I'd argue that the elephant in the room is, that this problem is more about the practical feasibility than it is about the theoretical moral responsibility.
Like sure there is ideology, the focus on individual liberties has found it's way into eurocentric legal systems. Ethics has largely moved away from consequentialist and utilitarian ethics which put the focus on the effect of an action and more towards a value ethics that treats the individual as an almost autonomous agent that possesses the free will to do or not to do as they see and merged the teaching of values with some deonthologist "you shall" demands of the law respective law makers. Now ideally constitution writers would love that the values and spirits of the law be the guiding principle of ethical actions, while often enough the letter of the penal code is what people end up negotiating over in various institutions in attempts to circumvent the spirit without ending up on the wrong side of the law.
So the relevant question is no longer whether an action is bad, but what should the individual have done differently and were they reasonably able to realize the wrongness of their deed and do something better in the first place. And in that regard every individual is considered individually. Any court case has just 1 accused per case and their specific background is scanned individually.
That's the theory, in practice legal systems might still opt to create boiler plates of precedents and treat individual cases as instances of a class of lawsuits. And I'd argue that has more to do with practical legal concerns of a lack of resources and willingness to deal with similar cases individually in an attempt to speed up the trials, than it has to do with moral principles.
The things is, as important as it is to get to the right decision in a case, doing it speedy kinda also matters, because if a court case takes longer than a lifetime than either you're detained and thus sentenced to prison before you even got a verdict or whether you will eventually be punished is a matter of your religious believe in an afterlife.

• Provided entries:
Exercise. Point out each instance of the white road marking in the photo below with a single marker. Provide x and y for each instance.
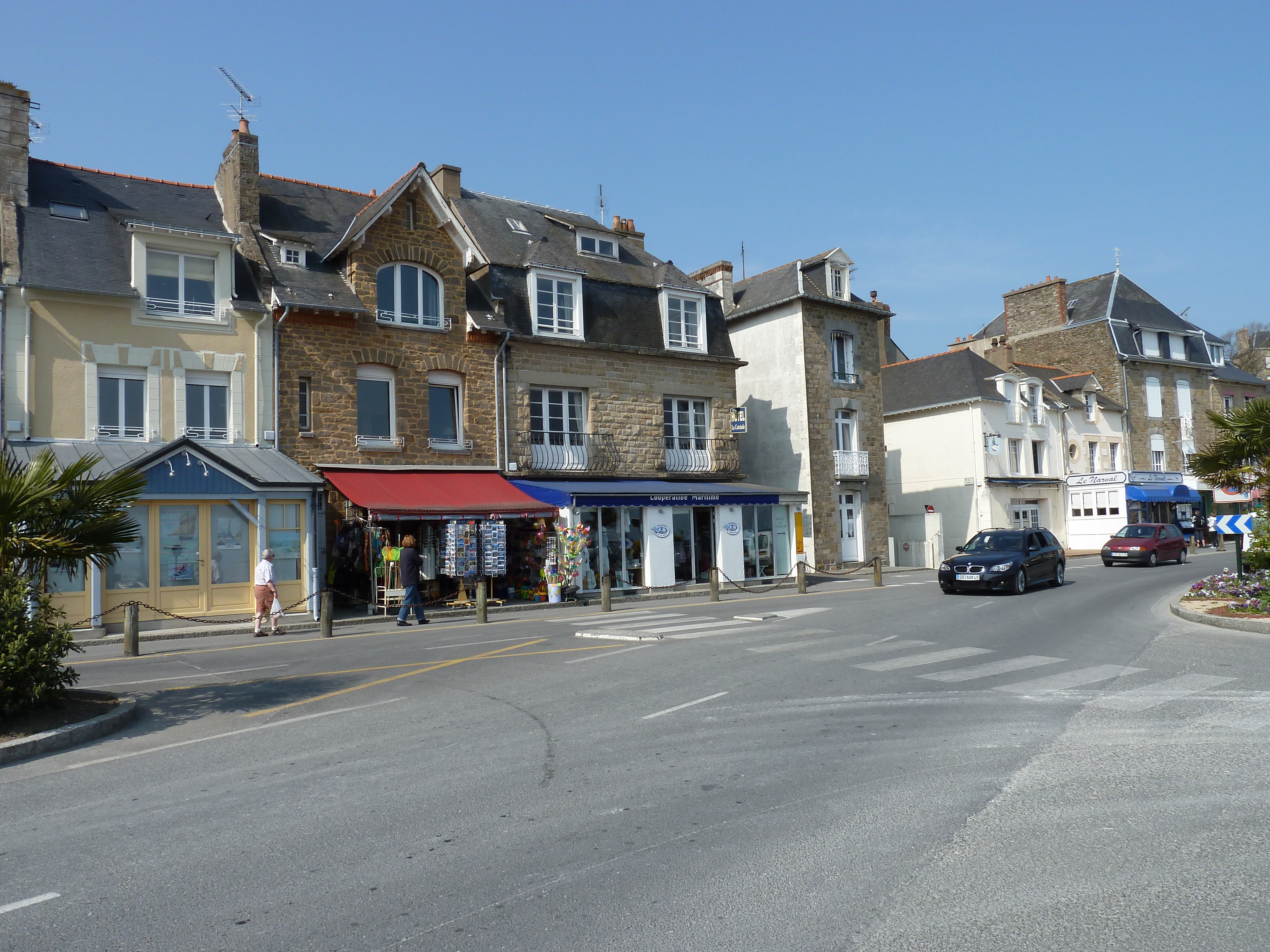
(791, 645)
(605, 654)
(1161, 692)
(929, 658)
(866, 651)
(1070, 680)
(987, 671)
(680, 708)
(219, 737)
(22, 903)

• Exercises to complete:
1. Condense the paragraph of the passage that begins "That's the theory, in practice" into a shorter version that keeps its main facts.
2. Swap "single marker" for "single point" throughout the records and write out all their lines again with nothing else changed. Leave the picture out.

• Expected answers:
1. In practice, legal systems may still rely on boilerplate precedents and treat individual cases as instances of a class of lawsuits. The writer argues this comes less from moral principles than from practical legal concerns: a lack of resources and an unwillingness to handle similar cases individually, in an attempt to speed up trials.

2.
Exercise. Point out each instance of the white road marking in the photo below with a single point. Provide x and y for each instance.
(791, 645)
(605, 654)
(1161, 692)
(929, 658)
(866, 651)
(1070, 680)
(987, 671)
(680, 708)
(219, 737)
(22, 903)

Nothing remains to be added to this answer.